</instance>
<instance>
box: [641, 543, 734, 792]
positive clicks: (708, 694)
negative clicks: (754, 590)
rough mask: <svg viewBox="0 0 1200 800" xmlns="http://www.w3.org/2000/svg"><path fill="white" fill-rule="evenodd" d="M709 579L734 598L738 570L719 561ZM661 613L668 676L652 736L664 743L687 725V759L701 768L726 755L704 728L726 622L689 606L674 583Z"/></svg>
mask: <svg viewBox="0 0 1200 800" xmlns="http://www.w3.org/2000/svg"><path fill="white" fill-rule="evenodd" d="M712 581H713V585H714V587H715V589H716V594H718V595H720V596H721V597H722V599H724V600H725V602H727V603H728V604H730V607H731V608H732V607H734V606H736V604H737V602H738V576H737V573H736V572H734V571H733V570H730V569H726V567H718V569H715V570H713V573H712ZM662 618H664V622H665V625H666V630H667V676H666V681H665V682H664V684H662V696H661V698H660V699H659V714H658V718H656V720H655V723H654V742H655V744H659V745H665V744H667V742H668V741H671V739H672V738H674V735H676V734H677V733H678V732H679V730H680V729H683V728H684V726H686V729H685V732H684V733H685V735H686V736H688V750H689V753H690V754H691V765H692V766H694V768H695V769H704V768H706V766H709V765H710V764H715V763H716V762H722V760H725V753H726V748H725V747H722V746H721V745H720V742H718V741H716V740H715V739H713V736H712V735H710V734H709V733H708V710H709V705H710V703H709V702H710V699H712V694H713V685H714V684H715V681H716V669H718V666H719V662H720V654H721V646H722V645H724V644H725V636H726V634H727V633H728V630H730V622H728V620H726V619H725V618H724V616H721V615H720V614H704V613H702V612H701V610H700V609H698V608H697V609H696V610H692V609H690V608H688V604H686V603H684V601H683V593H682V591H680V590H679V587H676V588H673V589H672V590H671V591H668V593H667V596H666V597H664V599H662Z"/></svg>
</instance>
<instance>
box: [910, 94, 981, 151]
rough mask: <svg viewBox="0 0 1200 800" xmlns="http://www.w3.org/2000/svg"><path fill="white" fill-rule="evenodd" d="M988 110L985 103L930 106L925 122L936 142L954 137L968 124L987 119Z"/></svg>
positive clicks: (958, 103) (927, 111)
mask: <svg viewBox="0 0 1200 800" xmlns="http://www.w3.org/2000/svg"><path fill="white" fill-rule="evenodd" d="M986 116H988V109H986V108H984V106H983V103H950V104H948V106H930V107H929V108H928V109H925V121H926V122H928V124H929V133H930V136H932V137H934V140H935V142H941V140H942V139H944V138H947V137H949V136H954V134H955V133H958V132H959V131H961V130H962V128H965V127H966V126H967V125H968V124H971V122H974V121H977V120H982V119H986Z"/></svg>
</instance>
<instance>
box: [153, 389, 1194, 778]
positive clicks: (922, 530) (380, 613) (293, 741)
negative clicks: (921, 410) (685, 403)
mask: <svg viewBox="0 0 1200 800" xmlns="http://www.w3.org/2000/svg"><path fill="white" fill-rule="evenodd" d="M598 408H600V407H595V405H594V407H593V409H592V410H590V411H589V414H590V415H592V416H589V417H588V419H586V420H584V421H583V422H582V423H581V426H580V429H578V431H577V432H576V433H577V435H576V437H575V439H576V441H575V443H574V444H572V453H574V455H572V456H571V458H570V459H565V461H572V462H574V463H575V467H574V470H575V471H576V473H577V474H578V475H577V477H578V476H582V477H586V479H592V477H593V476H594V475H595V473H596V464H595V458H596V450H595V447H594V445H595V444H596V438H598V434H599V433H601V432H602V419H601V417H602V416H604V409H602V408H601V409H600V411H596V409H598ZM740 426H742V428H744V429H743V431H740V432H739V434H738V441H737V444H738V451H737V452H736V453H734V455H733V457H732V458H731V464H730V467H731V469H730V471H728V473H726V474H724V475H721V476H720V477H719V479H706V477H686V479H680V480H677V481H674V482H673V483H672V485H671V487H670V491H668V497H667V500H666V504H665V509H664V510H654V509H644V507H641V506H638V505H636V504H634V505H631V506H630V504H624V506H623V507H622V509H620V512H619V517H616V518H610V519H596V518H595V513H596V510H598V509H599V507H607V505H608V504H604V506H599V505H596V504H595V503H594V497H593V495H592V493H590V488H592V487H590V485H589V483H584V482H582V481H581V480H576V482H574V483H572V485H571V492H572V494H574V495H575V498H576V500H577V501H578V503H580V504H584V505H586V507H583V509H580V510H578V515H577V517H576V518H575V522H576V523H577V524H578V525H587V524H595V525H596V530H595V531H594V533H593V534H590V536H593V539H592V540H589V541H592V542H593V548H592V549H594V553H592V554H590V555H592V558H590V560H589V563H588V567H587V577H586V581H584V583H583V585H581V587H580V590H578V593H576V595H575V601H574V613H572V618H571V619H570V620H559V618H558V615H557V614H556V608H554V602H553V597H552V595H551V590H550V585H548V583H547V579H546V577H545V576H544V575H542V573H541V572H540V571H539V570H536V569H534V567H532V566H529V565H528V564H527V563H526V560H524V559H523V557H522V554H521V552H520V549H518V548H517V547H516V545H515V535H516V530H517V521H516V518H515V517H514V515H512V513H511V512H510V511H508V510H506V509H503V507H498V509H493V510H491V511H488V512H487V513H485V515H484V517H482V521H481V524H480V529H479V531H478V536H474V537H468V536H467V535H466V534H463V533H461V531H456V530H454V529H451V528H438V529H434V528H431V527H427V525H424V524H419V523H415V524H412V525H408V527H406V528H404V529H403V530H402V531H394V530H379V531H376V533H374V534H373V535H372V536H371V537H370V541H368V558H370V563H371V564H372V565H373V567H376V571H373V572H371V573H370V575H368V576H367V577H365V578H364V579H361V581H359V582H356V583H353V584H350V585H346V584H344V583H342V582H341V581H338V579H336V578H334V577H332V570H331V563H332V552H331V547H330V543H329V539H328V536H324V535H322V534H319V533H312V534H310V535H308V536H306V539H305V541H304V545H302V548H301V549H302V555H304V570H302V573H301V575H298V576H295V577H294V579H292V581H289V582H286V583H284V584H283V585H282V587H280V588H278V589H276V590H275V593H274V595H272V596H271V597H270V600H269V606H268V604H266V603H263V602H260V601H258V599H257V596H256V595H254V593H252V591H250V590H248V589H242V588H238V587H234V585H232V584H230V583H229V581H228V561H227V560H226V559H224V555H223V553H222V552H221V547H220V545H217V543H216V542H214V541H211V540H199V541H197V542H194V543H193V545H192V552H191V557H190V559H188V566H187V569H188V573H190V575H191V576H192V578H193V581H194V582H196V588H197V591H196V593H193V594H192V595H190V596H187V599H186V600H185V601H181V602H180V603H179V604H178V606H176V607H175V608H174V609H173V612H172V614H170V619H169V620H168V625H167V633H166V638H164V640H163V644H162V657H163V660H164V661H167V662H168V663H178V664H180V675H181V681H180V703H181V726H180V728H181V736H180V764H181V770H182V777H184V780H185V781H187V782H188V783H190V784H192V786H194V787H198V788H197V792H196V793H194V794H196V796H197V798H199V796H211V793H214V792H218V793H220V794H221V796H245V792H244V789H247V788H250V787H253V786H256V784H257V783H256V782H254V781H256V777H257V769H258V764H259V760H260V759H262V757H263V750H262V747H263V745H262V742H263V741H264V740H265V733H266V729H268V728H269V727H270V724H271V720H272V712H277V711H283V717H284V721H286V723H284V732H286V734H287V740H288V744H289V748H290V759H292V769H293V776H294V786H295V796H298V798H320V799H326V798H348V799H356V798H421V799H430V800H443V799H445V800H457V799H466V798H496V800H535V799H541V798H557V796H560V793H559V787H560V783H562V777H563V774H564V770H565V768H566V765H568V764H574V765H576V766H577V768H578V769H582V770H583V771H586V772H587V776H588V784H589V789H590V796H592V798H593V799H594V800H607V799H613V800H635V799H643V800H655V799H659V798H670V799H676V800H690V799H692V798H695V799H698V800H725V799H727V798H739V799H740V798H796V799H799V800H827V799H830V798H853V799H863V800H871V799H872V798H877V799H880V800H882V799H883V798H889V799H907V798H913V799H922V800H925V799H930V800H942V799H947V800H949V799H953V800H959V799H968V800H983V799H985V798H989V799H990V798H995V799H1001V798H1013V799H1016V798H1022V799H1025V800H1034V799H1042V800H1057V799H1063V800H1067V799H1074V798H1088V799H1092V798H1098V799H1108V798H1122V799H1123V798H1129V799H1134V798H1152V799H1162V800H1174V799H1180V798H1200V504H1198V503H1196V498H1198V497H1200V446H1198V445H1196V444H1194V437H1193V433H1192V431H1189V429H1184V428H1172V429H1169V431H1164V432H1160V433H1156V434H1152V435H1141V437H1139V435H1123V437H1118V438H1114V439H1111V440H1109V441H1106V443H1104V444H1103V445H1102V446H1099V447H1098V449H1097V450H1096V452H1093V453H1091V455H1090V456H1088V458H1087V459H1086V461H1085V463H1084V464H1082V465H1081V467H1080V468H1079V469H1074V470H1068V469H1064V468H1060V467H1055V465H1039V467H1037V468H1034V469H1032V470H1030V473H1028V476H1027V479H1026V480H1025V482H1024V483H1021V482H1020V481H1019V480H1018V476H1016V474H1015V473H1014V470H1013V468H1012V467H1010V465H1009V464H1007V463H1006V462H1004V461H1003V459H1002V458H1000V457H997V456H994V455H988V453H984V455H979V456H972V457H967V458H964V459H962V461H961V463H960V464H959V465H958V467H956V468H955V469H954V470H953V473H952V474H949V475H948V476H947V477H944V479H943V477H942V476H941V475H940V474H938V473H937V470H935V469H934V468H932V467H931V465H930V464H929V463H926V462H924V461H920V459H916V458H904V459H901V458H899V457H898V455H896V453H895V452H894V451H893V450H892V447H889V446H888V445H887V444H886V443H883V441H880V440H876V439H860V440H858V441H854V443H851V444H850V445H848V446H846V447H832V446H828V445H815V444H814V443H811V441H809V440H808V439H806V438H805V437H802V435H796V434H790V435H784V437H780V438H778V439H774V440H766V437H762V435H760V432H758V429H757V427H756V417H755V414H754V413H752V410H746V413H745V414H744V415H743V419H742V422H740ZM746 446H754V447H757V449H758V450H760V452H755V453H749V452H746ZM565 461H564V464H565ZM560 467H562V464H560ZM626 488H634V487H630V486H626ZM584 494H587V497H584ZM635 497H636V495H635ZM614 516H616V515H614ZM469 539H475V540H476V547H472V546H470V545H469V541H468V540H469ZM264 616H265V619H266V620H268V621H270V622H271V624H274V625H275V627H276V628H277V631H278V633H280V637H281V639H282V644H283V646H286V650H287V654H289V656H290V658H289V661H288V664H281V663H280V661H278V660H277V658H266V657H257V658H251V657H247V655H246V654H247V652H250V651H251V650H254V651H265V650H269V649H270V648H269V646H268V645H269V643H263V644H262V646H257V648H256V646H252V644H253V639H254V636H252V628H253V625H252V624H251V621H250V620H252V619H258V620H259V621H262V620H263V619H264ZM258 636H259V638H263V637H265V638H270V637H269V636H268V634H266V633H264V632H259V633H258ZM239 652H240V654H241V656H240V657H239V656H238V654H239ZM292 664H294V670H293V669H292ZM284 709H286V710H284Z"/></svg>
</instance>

Brief:
Put the stretch from the start of the items through the line containing "579L734 598L738 570L719" into a JSON list of strings, one string per line, with blank lines left out.

Task response:
[
  "</instance>",
  "<instance>",
  "box: [641, 543, 734, 792]",
  "positive clicks: (708, 694)",
  "negative clicks: (754, 590)",
  "rough mask: <svg viewBox=\"0 0 1200 800\" xmlns=\"http://www.w3.org/2000/svg\"><path fill=\"white\" fill-rule=\"evenodd\" d=\"M709 579L734 598L738 570L719 561ZM661 613L668 676L652 736L664 743L687 725V759L701 768L726 755L704 728L726 622L689 606L674 583Z\"/></svg>"
]